Supplied records:
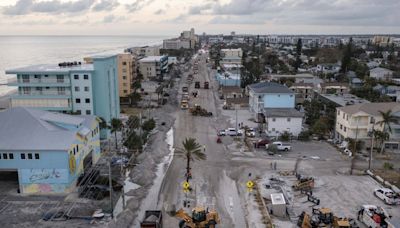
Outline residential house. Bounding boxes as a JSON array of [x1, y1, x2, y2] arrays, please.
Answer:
[[263, 108, 303, 137], [6, 55, 120, 138], [369, 67, 393, 81], [290, 82, 314, 105], [0, 107, 100, 194], [318, 82, 350, 94], [139, 56, 168, 80], [335, 102, 400, 152]]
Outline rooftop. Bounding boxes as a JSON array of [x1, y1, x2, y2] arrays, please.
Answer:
[[339, 102, 400, 116], [139, 55, 166, 62], [6, 64, 94, 74], [248, 82, 293, 94], [0, 107, 96, 151], [264, 108, 303, 117], [320, 94, 370, 107]]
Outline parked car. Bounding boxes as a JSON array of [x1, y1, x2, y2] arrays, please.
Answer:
[[254, 139, 271, 148], [265, 141, 292, 151], [217, 130, 226, 136], [225, 127, 243, 136], [246, 128, 256, 138], [374, 188, 400, 205]]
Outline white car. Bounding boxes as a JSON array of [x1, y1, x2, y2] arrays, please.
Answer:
[[374, 188, 400, 205]]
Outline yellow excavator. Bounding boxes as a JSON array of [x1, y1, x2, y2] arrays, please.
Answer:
[[175, 207, 220, 228]]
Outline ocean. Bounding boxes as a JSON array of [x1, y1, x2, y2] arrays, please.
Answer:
[[0, 36, 168, 95]]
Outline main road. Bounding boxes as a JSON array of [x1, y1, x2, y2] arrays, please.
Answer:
[[159, 54, 246, 228]]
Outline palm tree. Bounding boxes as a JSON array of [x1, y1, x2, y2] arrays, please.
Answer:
[[175, 138, 207, 181], [376, 110, 399, 153], [111, 118, 123, 149]]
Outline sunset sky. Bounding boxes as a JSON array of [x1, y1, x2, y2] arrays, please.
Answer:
[[0, 0, 400, 36]]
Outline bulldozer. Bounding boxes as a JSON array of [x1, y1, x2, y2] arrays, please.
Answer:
[[175, 207, 220, 228], [297, 208, 352, 228]]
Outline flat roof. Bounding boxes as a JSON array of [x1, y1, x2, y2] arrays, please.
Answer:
[[139, 55, 167, 62], [271, 193, 286, 205], [320, 94, 371, 107], [6, 64, 94, 74]]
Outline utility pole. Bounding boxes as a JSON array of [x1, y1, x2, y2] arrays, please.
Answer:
[[368, 117, 375, 170], [108, 161, 114, 218]]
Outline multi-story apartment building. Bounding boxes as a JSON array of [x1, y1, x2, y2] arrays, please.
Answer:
[[139, 56, 168, 80], [220, 48, 243, 65], [117, 54, 137, 102], [335, 102, 400, 150], [0, 107, 100, 194], [6, 55, 120, 137]]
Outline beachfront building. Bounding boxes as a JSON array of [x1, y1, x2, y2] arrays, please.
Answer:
[[139, 55, 168, 80], [6, 55, 120, 138], [0, 107, 100, 194]]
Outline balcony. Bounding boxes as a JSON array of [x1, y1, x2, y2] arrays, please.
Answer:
[[7, 78, 71, 86]]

What is required:
Copy the whole listing above word for word, leaving out the pictures.

Task solution:
Outline residential house. Bounding boxes as a JSON array of [x1, y1, x2, y2] arrays, please.
Answer:
[[263, 108, 303, 137], [6, 55, 120, 138], [369, 67, 393, 81], [290, 82, 314, 105], [0, 107, 100, 194], [318, 82, 350, 94], [139, 56, 168, 80], [335, 102, 400, 152]]
Outline rooftop. Bounding boxes as a JSON array of [x1, y1, x2, y2] arrays, please.
Answer:
[[339, 102, 400, 116], [139, 55, 166, 62], [6, 64, 94, 74], [248, 82, 293, 94], [0, 107, 96, 151], [264, 108, 303, 117], [320, 94, 370, 107]]
Outline parked car. Bounding boxes as a JSON array of [x1, y1, x2, y2] arrays, please.
Answer:
[[254, 139, 271, 148], [265, 141, 292, 151], [217, 130, 226, 136], [225, 127, 243, 136], [246, 128, 256, 138], [374, 188, 400, 205]]
Outline white car. Bounding boxes as a JSON array of [x1, y1, x2, y2] arrays, please.
Answer:
[[374, 188, 400, 205]]
Outline yellow excavator. Bounding boxes as a JSON array of [x1, y1, x2, y2] arrays, please.
Answer:
[[175, 207, 220, 228]]
Outline ocean. Bounding boxes as a JSON array of [x1, y1, x2, y2] arrays, please.
Answer:
[[0, 36, 168, 95]]
Outline main road. Bounding boxes as a JSON array of [x1, y1, x2, y2] arrays, please.
Answer:
[[159, 54, 246, 228]]
Outline palm tree. Bounding boxes as a JSON array of [x1, y1, x2, y2] arrays, please.
Answer:
[[175, 138, 207, 181], [376, 110, 399, 153], [111, 118, 123, 149]]
Outline sunset sky. Bounding boxes as a JSON array of [x1, y1, x2, y2] arrays, please.
Answer:
[[0, 0, 400, 36]]
Outline bulldozer. Bounding boxes as a JSON array of [x1, y1, x2, y2] arrays, please.
Answer:
[[175, 207, 220, 228], [297, 208, 352, 228]]
Outline flat roof. Bounding boxes as a JSON array of [x1, y1, x2, y2] arrays, please.
Answer:
[[139, 55, 167, 62], [271, 193, 286, 205], [320, 94, 371, 107], [6, 64, 94, 74]]
Outline utility pole. Bounding boxes as a JSON array of [x1, y1, x2, y2] arrays, please.
Answer:
[[368, 117, 375, 170], [108, 161, 114, 218]]
Outline multi-story apartment building. Bounding boxes as a JSON array of [x1, y1, x2, y2] arrays, please.
Answer:
[[139, 56, 168, 80], [220, 48, 243, 65], [117, 54, 137, 102], [335, 102, 400, 150], [0, 107, 100, 194], [6, 55, 120, 137]]
Outline beachfront building. Bounding boxes as a JSON array of [x1, y1, x2, y2] arrays, please.
Answer:
[[139, 55, 168, 80], [6, 55, 120, 138], [0, 107, 100, 194]]
Outline balcony. Bounding boxes as a JSON array of [x1, y1, x2, y2] arrays, please.
Answer:
[[7, 78, 71, 86]]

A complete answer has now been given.